[Entries drawn from a collection]
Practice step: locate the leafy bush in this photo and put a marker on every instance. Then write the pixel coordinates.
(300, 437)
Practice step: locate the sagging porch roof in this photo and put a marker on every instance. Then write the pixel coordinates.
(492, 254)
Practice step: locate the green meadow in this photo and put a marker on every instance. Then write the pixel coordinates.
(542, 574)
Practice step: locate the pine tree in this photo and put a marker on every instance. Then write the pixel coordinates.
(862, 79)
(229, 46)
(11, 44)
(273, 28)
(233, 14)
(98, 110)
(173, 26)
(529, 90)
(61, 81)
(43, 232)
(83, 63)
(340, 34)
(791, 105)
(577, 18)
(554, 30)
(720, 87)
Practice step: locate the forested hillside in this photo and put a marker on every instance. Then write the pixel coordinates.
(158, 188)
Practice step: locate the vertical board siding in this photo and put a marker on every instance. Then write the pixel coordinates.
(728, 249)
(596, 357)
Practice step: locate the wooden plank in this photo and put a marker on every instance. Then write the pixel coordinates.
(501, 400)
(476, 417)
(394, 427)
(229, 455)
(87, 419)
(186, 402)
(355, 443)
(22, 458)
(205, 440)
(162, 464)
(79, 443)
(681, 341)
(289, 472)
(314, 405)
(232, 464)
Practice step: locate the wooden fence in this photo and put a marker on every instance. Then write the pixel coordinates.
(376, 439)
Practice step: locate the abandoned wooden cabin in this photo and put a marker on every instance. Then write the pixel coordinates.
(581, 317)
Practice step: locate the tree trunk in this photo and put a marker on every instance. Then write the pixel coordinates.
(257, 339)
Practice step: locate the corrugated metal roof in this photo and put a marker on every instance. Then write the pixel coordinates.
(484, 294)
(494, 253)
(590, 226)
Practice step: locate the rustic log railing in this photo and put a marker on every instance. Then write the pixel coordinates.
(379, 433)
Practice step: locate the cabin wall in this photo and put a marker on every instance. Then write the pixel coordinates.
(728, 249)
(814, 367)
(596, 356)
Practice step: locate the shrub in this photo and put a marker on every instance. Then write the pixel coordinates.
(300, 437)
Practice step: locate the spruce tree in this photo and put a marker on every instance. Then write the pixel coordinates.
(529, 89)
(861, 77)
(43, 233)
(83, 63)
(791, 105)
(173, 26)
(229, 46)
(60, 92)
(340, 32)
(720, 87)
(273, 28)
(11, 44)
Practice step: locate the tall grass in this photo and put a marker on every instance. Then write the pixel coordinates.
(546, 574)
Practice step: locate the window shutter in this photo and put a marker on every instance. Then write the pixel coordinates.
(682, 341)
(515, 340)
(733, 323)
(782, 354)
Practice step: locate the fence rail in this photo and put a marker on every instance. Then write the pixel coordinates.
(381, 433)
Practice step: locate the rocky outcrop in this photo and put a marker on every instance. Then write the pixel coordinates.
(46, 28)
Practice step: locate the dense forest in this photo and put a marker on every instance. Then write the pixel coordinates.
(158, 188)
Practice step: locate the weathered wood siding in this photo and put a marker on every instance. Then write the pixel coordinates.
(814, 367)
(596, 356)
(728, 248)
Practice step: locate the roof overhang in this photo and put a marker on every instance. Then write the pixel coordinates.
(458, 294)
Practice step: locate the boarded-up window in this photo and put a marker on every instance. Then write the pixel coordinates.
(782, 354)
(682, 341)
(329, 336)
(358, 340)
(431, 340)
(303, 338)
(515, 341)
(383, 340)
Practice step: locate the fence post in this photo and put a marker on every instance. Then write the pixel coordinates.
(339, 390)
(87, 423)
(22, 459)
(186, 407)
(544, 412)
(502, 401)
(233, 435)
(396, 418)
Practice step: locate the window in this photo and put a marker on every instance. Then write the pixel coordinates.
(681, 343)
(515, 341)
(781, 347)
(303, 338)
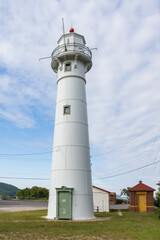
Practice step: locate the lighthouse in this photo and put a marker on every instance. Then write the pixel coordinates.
(70, 195)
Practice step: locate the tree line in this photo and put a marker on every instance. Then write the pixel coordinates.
(33, 193)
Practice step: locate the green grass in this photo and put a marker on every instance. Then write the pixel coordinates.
(30, 225)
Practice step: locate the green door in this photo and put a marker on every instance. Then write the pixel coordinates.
(64, 203)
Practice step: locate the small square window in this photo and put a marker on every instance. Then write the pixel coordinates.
(68, 67)
(67, 110)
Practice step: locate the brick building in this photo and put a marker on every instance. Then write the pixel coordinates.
(141, 198)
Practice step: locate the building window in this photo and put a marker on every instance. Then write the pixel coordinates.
(67, 110)
(68, 67)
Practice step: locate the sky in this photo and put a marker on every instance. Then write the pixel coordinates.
(123, 89)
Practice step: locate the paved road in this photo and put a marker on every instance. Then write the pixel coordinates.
(14, 206)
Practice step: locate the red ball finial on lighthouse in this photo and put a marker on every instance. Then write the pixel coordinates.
(71, 30)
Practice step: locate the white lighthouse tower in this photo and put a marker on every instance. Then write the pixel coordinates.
(70, 194)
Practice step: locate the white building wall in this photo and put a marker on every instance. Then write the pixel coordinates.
(100, 200)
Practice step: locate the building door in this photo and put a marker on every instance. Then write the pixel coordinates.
(64, 203)
(142, 202)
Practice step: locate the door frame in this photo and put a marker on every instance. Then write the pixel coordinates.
(144, 194)
(58, 191)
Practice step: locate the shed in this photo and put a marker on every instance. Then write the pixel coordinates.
(101, 198)
(141, 198)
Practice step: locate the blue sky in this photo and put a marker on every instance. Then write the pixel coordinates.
(122, 88)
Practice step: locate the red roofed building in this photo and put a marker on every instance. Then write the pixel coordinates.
(141, 198)
(100, 199)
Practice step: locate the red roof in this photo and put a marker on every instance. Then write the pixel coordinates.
(101, 189)
(141, 187)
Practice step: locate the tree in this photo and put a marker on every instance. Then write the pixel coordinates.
(157, 199)
(125, 191)
(33, 193)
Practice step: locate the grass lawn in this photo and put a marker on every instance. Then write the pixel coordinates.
(30, 225)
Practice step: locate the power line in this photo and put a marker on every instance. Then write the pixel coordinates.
(23, 154)
(133, 170)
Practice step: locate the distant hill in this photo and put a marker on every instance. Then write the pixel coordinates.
(8, 189)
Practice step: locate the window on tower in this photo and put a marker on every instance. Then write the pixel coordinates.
(67, 67)
(66, 109)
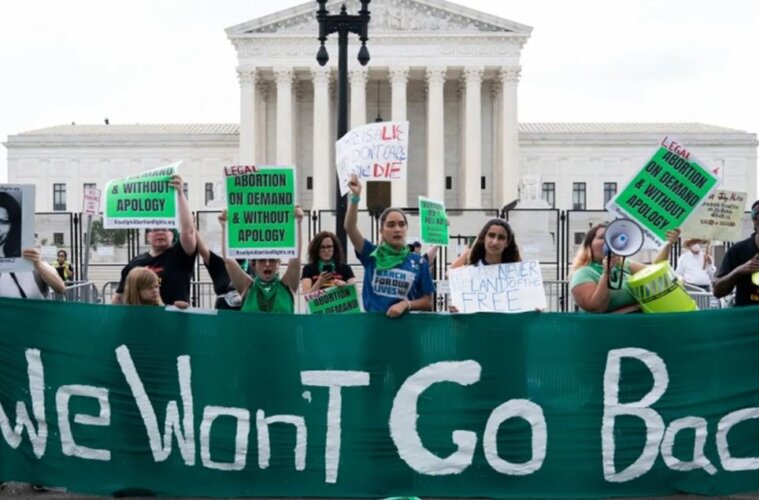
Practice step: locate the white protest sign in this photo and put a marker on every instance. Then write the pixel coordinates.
(376, 151)
(718, 218)
(506, 288)
(91, 201)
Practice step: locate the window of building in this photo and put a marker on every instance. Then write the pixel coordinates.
(59, 197)
(209, 192)
(579, 196)
(610, 190)
(549, 193)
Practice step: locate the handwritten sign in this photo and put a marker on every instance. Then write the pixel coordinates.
(334, 300)
(506, 288)
(718, 218)
(665, 191)
(261, 211)
(376, 151)
(434, 221)
(144, 200)
(91, 201)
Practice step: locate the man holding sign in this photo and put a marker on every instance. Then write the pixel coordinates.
(172, 262)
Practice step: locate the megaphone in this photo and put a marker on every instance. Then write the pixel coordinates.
(623, 237)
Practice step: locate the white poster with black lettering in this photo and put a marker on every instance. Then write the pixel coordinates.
(16, 226)
(503, 288)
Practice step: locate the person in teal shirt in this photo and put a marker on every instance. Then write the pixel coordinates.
(267, 292)
(589, 282)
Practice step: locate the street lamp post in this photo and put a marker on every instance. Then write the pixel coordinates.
(342, 23)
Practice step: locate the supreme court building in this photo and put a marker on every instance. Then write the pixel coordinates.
(452, 72)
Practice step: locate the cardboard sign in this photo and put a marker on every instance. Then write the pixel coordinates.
(261, 212)
(334, 300)
(669, 187)
(144, 200)
(91, 201)
(16, 226)
(433, 221)
(506, 288)
(718, 218)
(375, 151)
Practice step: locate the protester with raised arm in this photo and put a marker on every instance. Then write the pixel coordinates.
(172, 261)
(396, 280)
(266, 292)
(740, 263)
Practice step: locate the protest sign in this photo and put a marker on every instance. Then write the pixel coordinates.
(91, 201)
(718, 218)
(334, 300)
(433, 221)
(261, 212)
(16, 226)
(665, 191)
(144, 200)
(375, 151)
(362, 406)
(506, 288)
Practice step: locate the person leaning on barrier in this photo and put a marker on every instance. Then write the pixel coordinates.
(266, 292)
(326, 264)
(142, 288)
(589, 282)
(173, 262)
(10, 226)
(695, 266)
(63, 266)
(740, 263)
(395, 280)
(31, 284)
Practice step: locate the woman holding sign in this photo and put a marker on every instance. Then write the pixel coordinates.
(396, 280)
(326, 264)
(267, 292)
(589, 282)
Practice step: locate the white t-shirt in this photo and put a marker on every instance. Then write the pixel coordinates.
(28, 281)
(690, 268)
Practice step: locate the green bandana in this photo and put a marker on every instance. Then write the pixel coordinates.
(387, 257)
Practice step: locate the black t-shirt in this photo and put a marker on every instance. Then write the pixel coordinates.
(222, 284)
(746, 293)
(341, 272)
(174, 269)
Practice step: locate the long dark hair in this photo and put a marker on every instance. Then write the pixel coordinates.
(12, 246)
(509, 254)
(313, 248)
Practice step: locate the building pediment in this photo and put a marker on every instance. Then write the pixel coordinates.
(387, 16)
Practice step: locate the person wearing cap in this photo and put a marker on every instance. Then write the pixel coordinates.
(172, 261)
(740, 267)
(695, 266)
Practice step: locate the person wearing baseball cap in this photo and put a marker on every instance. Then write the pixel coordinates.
(740, 268)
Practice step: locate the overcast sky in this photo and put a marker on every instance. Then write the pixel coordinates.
(169, 61)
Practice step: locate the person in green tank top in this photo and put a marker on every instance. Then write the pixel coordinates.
(267, 292)
(588, 279)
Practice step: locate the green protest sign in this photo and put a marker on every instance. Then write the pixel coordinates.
(261, 211)
(144, 200)
(434, 221)
(334, 300)
(531, 405)
(665, 191)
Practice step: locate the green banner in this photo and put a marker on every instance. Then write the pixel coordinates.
(140, 401)
(665, 191)
(434, 221)
(144, 200)
(334, 300)
(261, 212)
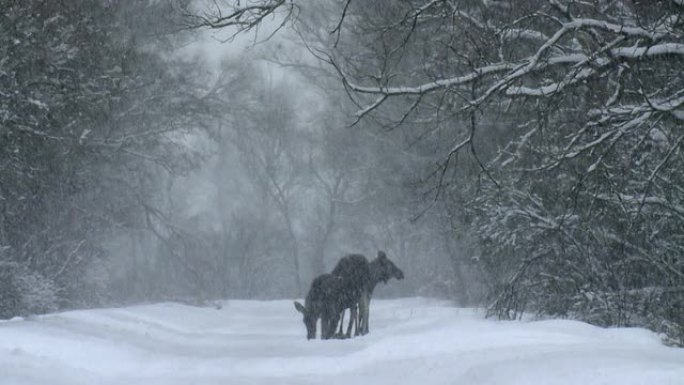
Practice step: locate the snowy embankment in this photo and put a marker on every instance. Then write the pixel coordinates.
(412, 341)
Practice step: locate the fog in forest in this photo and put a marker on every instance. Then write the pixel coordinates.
(523, 156)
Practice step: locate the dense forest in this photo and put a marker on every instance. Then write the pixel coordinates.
(522, 155)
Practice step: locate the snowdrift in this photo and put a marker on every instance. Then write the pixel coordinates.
(412, 341)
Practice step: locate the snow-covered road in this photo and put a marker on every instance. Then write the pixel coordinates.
(412, 341)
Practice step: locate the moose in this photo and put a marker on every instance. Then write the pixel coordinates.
(349, 286)
(323, 301)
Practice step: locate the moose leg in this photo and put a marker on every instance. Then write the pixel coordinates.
(352, 320)
(341, 323)
(364, 310)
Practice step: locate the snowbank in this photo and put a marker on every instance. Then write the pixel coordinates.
(412, 341)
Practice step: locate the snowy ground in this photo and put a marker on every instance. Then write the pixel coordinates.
(412, 341)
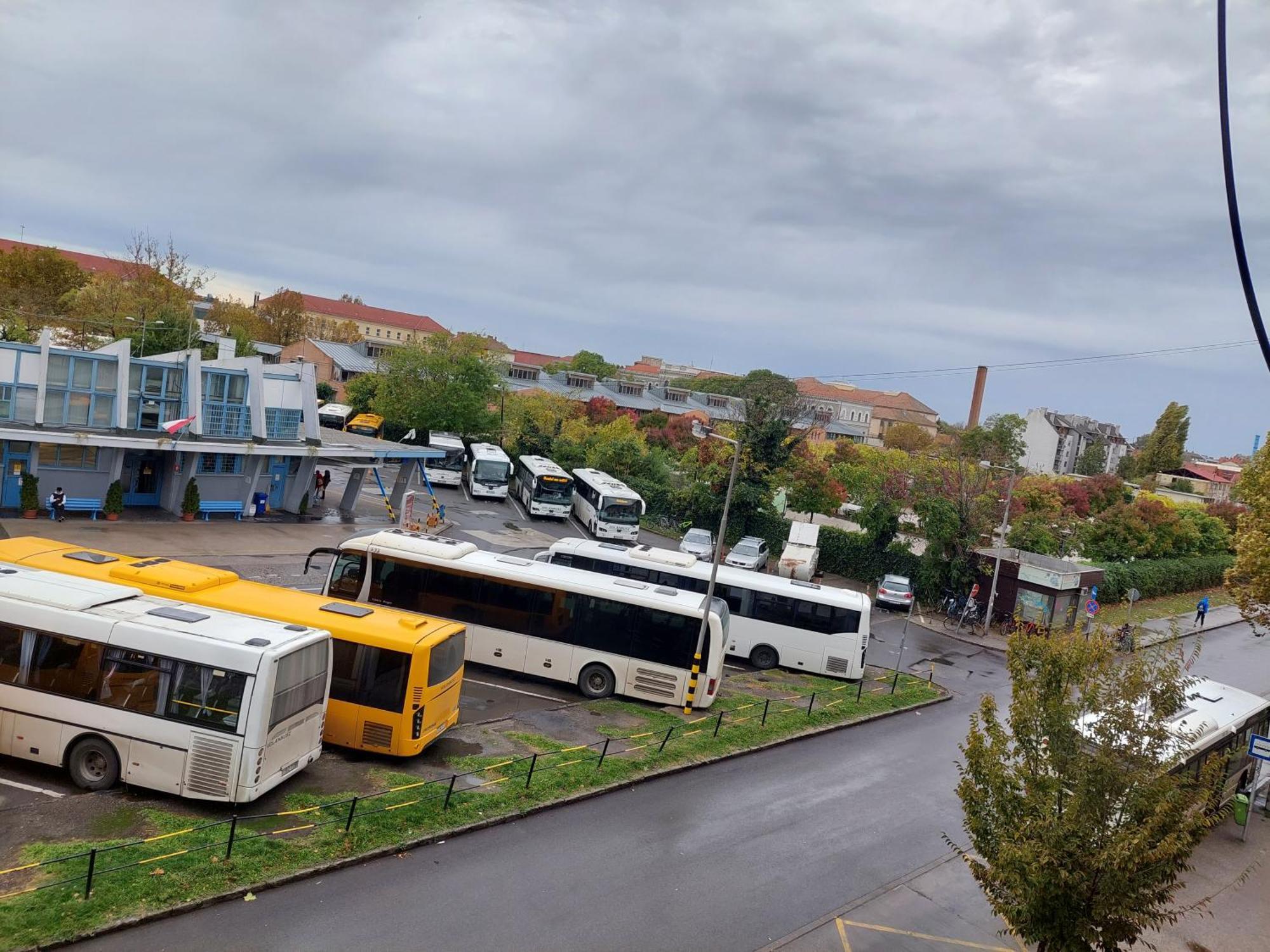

## What the task asks
Please copy the records word for word, from the line with "Practice step: locate the moose in" through the end of the records, leaving out the pictures.

## Result below
Practice step: locate the moose in this photo and put a marker on every instance. Then write the pixel coordinates.
(349, 286)
(323, 301)
Practice step: locate the moose leg in this photo and put a marker on every instance. Then write the pixel coordinates.
(352, 320)
(341, 323)
(364, 310)
Practice step: locate the snowbank in this photo and put a marker on every instance. Then write the pixel coordinates.
(412, 341)
Practice step: locate the snowy ground in this photo and put a marker on every instance. Then write the pixel coordinates.
(412, 341)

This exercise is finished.